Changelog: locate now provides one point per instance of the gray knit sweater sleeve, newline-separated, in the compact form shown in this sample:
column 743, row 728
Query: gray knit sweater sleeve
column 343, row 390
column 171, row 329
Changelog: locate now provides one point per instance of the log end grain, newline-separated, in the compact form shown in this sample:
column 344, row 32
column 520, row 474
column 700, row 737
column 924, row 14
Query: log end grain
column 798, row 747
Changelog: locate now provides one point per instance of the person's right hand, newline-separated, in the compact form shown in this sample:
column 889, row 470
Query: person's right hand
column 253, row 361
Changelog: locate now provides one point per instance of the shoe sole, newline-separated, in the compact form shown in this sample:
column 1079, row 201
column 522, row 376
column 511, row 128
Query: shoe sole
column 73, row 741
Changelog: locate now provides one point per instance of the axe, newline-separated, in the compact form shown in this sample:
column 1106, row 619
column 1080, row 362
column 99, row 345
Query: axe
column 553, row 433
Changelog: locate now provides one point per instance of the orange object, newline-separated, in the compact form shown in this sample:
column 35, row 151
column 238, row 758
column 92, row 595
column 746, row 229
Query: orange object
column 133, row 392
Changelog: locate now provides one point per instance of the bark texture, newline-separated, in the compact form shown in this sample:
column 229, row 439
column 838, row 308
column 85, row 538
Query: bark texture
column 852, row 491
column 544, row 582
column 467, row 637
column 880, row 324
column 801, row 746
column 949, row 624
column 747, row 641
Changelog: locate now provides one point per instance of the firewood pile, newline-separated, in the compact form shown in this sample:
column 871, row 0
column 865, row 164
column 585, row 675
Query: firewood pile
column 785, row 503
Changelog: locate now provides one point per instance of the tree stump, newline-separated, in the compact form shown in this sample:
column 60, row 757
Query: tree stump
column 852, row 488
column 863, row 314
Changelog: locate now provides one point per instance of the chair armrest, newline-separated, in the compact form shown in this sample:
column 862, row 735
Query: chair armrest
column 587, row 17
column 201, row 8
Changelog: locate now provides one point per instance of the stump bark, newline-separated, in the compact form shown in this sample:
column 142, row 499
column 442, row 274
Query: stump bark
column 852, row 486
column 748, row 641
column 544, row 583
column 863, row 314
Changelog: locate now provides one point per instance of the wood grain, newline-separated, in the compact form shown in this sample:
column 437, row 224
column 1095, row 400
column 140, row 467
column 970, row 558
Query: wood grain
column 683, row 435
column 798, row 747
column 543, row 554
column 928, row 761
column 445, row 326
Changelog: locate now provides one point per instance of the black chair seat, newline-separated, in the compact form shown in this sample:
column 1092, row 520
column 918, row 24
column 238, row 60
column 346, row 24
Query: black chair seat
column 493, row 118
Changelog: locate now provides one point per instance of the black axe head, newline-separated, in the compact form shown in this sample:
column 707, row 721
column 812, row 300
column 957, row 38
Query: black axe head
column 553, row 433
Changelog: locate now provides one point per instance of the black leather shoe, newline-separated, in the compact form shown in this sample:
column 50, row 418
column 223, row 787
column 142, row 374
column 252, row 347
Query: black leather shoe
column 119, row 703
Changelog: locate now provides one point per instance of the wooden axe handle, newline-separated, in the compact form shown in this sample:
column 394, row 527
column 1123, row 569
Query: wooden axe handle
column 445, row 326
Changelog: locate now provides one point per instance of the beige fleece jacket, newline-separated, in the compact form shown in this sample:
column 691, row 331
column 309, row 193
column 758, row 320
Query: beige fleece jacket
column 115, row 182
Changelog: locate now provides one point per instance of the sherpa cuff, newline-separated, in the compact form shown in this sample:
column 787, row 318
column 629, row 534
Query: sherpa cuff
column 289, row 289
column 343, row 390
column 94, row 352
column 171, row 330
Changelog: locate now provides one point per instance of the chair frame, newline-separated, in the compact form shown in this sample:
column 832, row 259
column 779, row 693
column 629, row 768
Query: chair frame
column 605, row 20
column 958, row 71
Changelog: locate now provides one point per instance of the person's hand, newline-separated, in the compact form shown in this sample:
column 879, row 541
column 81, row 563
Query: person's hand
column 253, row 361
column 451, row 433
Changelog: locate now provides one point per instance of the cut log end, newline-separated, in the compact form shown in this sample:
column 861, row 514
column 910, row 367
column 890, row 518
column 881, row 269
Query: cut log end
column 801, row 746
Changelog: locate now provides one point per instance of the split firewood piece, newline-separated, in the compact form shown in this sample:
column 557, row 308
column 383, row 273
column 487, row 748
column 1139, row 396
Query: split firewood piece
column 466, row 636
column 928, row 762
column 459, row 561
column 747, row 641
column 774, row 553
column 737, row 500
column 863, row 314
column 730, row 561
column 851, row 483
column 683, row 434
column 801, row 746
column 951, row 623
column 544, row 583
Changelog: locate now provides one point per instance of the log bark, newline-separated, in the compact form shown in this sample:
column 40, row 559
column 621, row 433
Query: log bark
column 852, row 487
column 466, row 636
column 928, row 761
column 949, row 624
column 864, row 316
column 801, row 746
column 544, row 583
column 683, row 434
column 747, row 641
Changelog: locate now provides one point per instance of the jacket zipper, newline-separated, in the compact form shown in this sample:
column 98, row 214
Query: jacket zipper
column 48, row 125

-=-=-

— THE EXERCISE —
Extract the full listing above without altering anything.

— OUTPUT FOR THIS EXERCISE —
Changelog: locate now provides one point per instance of the gray knit sweater sleeve, newline-separated, in the compact form shown in this sample:
column 743, row 728
Query: gray knit sweater sleeve
column 343, row 390
column 171, row 329
Changelog: locate now provides one point per instance of the log end grain, newline-separated, in the compact form shown in this sample:
column 344, row 32
column 520, row 474
column 700, row 737
column 924, row 14
Query: log end grain
column 798, row 747
Changelog: locate now provides one point per instance of the person's right hand, newline-separated, in the compact form shown in this sample:
column 889, row 470
Query: person's right hand
column 253, row 361
Changelog: locate now provides one point per instance of the shoe sole, newline-separated, in the compact form shown in this sample:
column 1079, row 201
column 522, row 376
column 511, row 128
Query: shoe sole
column 73, row 741
Changelog: locate now provides one point per instance of the axe, newline-separated, in the compact form shown in this sample:
column 1106, row 619
column 1080, row 362
column 99, row 345
Query: axe
column 553, row 433
Changelog: locate now provides one point per instance of the orange object, newline-separated, in the compact form shown in this sample:
column 35, row 151
column 238, row 758
column 92, row 595
column 746, row 229
Query: orange object
column 133, row 392
Changelog: locate now provides one point per instance of the bark texture, newline-separated, in the compact form shown in this sample:
column 229, row 439
column 838, row 308
column 85, row 538
Query: bark texture
column 852, row 491
column 544, row 582
column 467, row 637
column 880, row 324
column 801, row 746
column 949, row 624
column 747, row 641
Changelog: locate now provides one point per instance of the firewood pile, newline-separated, in the compact form shown in this sample:
column 871, row 0
column 865, row 164
column 585, row 675
Query: firewood pile
column 785, row 503
Changelog: locate now provides one point per instance of the tree stump, newline-separated, in the compact form shown in this sample:
column 60, row 757
Query: tree stump
column 852, row 488
column 863, row 314
Changelog: locate now provides one point per instance of the chair armrest, newline-separated, in the compact form shown in this sample:
column 862, row 735
Query: chair armrest
column 587, row 17
column 201, row 8
Changelog: locate now provides one point per instance of the stump bark, newline-separated, in the compact form shown in this sample:
column 142, row 499
column 442, row 274
Query: stump bark
column 852, row 486
column 748, row 641
column 544, row 583
column 863, row 314
Changelog: locate now provides one point per instance of the wood grain, newline-separated, in the compact form shown in this sample:
column 437, row 224
column 1095, row 400
column 140, row 467
column 970, row 558
Query: wood grain
column 683, row 435
column 798, row 747
column 543, row 554
column 928, row 761
column 445, row 326
Changelog: locate now provides one point per instance of the black chair seat, newline-separated, in the compact form shown in this sample:
column 1092, row 520
column 918, row 24
column 238, row 60
column 346, row 24
Query: black chair seat
column 493, row 118
Changelog: locate now provides one point per instance of the black axe head, newline-separated, in the compact form shown in this sample:
column 707, row 721
column 812, row 300
column 957, row 38
Query: black axe head
column 553, row 433
Changelog: locate now provides one point per instance of the black leather shoe, newline-separated, in the compact form shown in this sample:
column 50, row 418
column 223, row 787
column 142, row 374
column 252, row 347
Query: black leather shoe
column 119, row 703
Changelog: locate now provides one point per instance of the wooden axe handle, newline-separated, in the compact form shown in this sample:
column 394, row 527
column 1123, row 569
Query: wooden axe handle
column 445, row 326
Changelog: locate now provides one point per instance of the beige fleece jacket, newline-separated, in the compact form shown in this sample:
column 691, row 331
column 309, row 193
column 758, row 320
Query: beige fleece jacket
column 115, row 182
Changelog: locate now provides one point per instance of the sherpa cuff, newline-separated, in the compact form shown in this sample:
column 787, row 318
column 629, row 534
Query: sherpa cuff
column 289, row 289
column 343, row 390
column 94, row 352
column 171, row 330
Changelog: locate now provides one point per instance of the chair frame, newline-separated, in the compact form shown in this sample:
column 832, row 259
column 779, row 693
column 629, row 768
Query: chair frame
column 605, row 20
column 958, row 71
Changelog: locate now provides one point per instance of the person's hand, newline-separated, in the compact form shown in this sample:
column 879, row 541
column 81, row 563
Query: person's hand
column 253, row 361
column 451, row 433
Changelog: locate now provides one point per instance of the cut log end, newline-separated, in the compact form shown in this sample:
column 861, row 514
column 910, row 367
column 890, row 518
column 881, row 269
Query: cut log end
column 801, row 746
Changelog: locate now provides one point per instance of the split firewood piece, newline-separated, in the compact form shown in this sample:
column 557, row 308
column 383, row 273
column 487, row 748
column 1139, row 396
Query: split firewood piece
column 466, row 636
column 928, row 762
column 459, row 561
column 747, row 641
column 774, row 553
column 737, row 500
column 863, row 314
column 730, row 561
column 851, row 483
column 683, row 434
column 801, row 746
column 951, row 623
column 544, row 583
Changelog: locate now provides one point per instance of the log bark, newline-separated, in the compact form shown in this sample:
column 40, row 559
column 621, row 433
Query: log bark
column 852, row 487
column 466, row 636
column 928, row 761
column 949, row 624
column 864, row 316
column 801, row 746
column 544, row 583
column 683, row 434
column 747, row 641
Changelog: locate now provides one point per instance of the jacket zipper, newline-separated, in the compact form shown in this sample:
column 98, row 214
Query: jacket zipper
column 48, row 125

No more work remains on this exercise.